Problem to work on:
Copy out the material below verbatim, beginning with the line that contains "task | put one marker on every instance of the forested" and stopping after the line that contains "x=212 y=209".

(A block of data)
[Start]
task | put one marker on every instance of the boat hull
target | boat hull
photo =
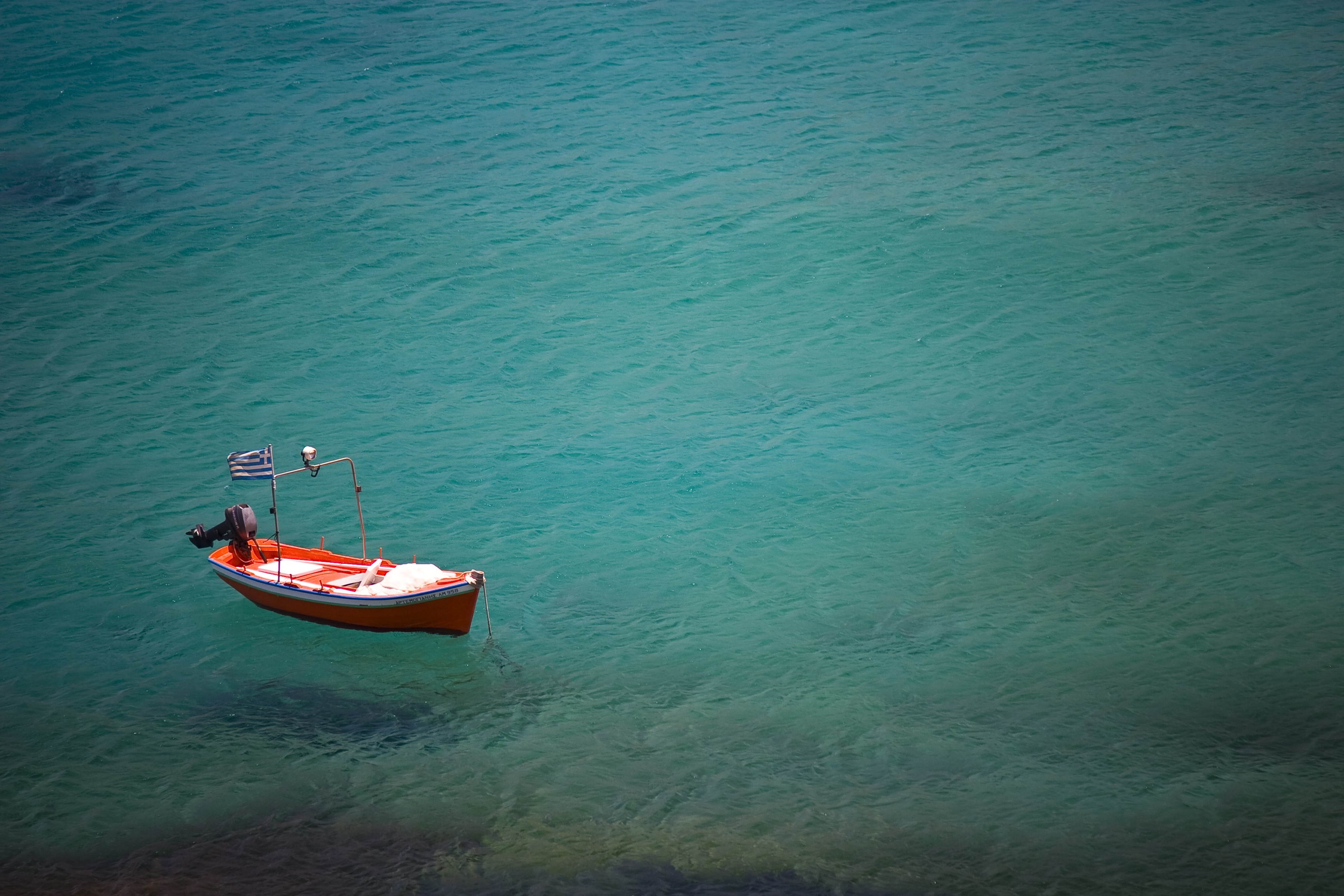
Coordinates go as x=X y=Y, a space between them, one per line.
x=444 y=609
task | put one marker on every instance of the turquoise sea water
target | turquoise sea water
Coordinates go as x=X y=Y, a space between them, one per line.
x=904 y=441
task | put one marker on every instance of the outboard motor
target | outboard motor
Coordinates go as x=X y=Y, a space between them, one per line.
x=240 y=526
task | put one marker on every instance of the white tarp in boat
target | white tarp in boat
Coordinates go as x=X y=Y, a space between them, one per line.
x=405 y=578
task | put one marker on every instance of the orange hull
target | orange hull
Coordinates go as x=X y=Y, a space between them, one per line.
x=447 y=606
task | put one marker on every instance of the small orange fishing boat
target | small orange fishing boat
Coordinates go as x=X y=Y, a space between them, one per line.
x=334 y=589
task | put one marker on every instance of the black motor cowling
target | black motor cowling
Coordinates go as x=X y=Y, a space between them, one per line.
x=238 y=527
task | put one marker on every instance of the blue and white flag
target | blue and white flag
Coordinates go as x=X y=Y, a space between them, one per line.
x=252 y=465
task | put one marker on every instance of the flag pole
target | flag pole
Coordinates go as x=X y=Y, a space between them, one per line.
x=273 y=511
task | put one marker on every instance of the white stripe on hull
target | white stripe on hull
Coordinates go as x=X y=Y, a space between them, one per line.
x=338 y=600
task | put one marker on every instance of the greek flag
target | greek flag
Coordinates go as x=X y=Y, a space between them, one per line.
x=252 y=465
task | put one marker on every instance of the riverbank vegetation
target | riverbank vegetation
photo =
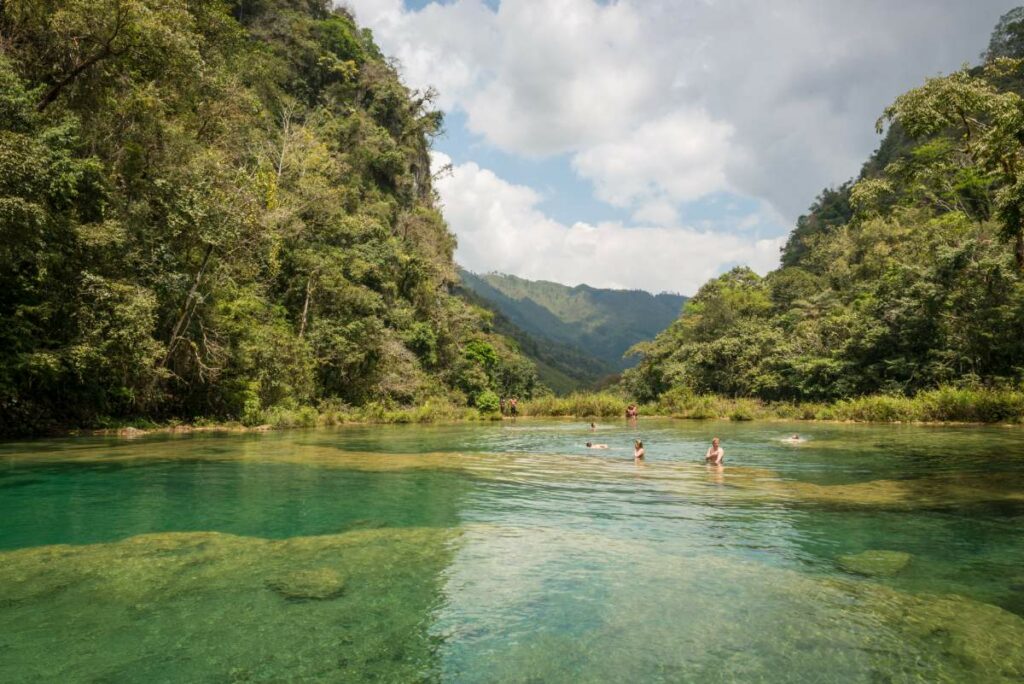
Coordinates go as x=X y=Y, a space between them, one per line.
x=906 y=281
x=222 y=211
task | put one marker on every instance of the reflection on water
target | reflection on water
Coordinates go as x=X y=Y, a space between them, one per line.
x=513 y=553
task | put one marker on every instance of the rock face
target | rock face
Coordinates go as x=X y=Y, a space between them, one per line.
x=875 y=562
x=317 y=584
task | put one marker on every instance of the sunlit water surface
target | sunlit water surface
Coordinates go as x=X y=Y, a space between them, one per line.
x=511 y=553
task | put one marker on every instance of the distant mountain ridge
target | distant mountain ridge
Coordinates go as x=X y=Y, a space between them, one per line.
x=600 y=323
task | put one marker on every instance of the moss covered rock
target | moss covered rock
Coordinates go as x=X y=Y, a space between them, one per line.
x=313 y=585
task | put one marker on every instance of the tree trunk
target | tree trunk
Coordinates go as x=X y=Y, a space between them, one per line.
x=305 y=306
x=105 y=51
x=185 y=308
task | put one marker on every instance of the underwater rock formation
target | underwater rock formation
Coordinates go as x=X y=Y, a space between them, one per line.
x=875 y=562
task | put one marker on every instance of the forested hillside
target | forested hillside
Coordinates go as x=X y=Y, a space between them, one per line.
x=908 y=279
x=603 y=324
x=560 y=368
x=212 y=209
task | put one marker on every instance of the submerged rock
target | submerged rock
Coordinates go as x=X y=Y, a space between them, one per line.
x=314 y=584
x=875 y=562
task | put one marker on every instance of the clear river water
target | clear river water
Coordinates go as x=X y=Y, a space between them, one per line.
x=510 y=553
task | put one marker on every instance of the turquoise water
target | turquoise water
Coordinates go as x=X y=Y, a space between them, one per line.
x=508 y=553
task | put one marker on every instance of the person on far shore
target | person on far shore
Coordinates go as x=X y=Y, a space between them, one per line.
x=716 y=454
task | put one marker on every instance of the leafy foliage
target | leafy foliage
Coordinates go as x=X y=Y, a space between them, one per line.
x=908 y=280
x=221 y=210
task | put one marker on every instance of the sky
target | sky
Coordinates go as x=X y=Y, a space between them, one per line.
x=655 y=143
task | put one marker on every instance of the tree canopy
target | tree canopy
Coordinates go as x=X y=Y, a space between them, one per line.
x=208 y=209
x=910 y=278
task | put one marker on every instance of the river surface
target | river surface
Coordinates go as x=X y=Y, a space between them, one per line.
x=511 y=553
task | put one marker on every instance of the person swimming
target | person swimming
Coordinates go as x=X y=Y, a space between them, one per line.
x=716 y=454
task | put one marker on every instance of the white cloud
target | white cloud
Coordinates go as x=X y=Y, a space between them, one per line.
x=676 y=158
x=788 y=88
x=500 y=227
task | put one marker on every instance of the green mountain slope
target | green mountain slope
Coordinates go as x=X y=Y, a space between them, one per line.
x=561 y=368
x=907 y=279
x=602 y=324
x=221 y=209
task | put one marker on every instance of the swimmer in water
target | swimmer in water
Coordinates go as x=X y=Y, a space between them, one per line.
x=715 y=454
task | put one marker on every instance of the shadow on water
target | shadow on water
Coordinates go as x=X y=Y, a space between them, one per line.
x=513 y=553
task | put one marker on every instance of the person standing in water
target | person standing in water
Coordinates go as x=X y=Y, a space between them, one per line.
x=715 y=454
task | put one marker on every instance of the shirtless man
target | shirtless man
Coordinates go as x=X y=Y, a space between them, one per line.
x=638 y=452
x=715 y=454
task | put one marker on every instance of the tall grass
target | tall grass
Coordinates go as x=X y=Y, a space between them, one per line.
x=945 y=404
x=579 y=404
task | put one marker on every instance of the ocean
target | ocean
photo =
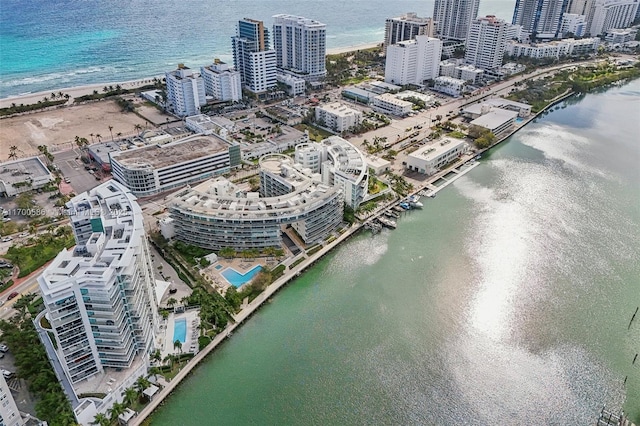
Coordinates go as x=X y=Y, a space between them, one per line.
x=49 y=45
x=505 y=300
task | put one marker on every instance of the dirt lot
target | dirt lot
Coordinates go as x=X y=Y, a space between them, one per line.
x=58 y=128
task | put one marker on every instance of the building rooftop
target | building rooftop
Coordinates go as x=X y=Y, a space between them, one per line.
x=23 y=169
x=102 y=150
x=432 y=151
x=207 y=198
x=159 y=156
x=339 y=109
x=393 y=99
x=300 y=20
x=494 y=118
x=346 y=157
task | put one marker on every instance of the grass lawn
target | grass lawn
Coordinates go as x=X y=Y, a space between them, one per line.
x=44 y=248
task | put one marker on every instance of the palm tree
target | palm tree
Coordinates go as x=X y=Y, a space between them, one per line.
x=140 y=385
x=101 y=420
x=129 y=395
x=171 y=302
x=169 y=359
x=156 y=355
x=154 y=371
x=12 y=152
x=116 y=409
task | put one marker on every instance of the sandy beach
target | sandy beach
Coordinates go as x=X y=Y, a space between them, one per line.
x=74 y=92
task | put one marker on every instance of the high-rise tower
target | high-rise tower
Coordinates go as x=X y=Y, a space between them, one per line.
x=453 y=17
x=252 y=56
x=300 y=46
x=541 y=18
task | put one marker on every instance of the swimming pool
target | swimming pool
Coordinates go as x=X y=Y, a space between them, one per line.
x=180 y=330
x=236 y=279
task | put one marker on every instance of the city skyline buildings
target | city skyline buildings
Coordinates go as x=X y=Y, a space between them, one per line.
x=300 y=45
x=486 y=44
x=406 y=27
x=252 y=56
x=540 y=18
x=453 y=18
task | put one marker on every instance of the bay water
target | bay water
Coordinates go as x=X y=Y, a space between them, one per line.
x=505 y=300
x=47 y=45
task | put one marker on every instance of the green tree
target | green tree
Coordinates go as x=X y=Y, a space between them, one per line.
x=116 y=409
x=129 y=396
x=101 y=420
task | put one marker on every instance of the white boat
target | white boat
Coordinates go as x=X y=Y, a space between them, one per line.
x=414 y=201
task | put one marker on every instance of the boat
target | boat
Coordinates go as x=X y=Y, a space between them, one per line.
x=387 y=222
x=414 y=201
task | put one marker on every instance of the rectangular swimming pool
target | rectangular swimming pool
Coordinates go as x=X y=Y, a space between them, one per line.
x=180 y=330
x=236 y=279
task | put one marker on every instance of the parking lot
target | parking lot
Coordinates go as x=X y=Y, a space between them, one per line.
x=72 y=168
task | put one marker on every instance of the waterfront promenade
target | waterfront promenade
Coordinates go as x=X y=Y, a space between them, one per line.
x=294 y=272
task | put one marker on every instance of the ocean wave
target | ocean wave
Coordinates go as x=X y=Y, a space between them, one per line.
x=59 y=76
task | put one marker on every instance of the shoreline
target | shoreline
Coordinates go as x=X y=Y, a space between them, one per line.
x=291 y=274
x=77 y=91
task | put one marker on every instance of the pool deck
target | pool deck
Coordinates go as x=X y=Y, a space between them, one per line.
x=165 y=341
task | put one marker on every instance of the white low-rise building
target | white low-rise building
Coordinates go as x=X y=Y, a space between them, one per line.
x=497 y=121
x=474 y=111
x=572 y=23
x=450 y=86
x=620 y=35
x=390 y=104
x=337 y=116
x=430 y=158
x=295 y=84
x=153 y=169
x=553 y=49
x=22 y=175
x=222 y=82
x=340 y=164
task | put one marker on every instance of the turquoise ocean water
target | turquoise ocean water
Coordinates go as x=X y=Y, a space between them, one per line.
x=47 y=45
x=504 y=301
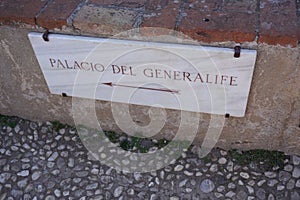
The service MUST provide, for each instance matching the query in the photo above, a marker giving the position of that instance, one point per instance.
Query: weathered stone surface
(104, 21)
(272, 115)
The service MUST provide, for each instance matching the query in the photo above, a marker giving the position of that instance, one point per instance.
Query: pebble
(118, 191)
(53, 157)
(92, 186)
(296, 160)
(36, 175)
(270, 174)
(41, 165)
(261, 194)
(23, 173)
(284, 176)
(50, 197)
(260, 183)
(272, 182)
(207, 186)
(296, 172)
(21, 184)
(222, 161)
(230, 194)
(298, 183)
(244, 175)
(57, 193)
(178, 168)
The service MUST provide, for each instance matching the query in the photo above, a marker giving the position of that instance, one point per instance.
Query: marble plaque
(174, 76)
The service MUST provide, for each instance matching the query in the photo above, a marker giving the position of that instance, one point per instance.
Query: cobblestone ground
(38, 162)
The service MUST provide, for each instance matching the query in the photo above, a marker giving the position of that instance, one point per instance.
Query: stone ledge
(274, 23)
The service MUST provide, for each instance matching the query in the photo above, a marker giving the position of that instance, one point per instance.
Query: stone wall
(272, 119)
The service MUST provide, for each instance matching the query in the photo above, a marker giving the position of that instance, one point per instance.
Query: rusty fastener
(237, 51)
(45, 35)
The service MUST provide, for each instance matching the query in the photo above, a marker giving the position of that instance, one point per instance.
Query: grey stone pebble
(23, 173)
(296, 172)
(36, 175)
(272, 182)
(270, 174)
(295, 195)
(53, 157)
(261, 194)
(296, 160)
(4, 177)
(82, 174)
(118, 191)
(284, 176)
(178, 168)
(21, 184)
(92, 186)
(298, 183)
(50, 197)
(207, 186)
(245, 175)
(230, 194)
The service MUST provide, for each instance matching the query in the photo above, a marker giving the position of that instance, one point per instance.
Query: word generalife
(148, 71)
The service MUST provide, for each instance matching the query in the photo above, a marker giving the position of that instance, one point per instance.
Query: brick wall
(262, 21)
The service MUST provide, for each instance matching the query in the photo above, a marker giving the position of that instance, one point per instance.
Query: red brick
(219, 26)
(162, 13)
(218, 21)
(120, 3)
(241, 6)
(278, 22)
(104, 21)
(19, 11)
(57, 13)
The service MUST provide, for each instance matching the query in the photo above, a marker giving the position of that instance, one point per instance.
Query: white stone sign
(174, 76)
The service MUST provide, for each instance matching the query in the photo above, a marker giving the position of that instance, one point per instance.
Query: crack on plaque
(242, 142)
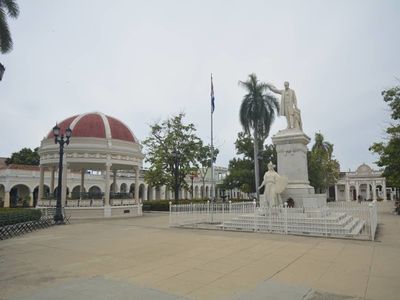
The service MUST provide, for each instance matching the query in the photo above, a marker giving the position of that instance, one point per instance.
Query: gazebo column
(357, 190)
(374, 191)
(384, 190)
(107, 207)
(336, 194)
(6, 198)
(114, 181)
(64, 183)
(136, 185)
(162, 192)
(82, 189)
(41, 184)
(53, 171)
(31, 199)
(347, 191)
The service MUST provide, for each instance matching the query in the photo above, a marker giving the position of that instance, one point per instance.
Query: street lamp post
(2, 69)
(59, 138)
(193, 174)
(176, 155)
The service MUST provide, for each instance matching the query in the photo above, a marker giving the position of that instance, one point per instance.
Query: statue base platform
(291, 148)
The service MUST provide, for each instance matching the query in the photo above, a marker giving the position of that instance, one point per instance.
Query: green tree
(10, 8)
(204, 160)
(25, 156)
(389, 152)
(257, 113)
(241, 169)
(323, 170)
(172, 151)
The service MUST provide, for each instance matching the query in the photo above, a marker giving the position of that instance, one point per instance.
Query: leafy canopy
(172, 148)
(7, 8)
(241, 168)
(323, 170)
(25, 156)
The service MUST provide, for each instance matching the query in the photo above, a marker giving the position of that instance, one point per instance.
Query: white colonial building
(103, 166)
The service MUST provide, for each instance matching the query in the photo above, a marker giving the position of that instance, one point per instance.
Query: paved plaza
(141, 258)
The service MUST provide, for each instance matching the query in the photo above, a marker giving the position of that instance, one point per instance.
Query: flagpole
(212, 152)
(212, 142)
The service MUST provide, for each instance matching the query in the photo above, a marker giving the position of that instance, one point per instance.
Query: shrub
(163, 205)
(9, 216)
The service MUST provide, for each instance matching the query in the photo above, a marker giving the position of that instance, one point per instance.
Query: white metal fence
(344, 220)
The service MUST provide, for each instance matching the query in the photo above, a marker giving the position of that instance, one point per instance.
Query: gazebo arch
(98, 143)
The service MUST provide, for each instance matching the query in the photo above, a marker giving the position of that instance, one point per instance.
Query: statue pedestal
[End]
Task answer:
task | put one marker on every instance of the forested hillside
target | forested hillside
Coordinates go as x=X y=Y, a space between them, one per line.
x=908 y=279
x=603 y=324
x=560 y=368
x=212 y=209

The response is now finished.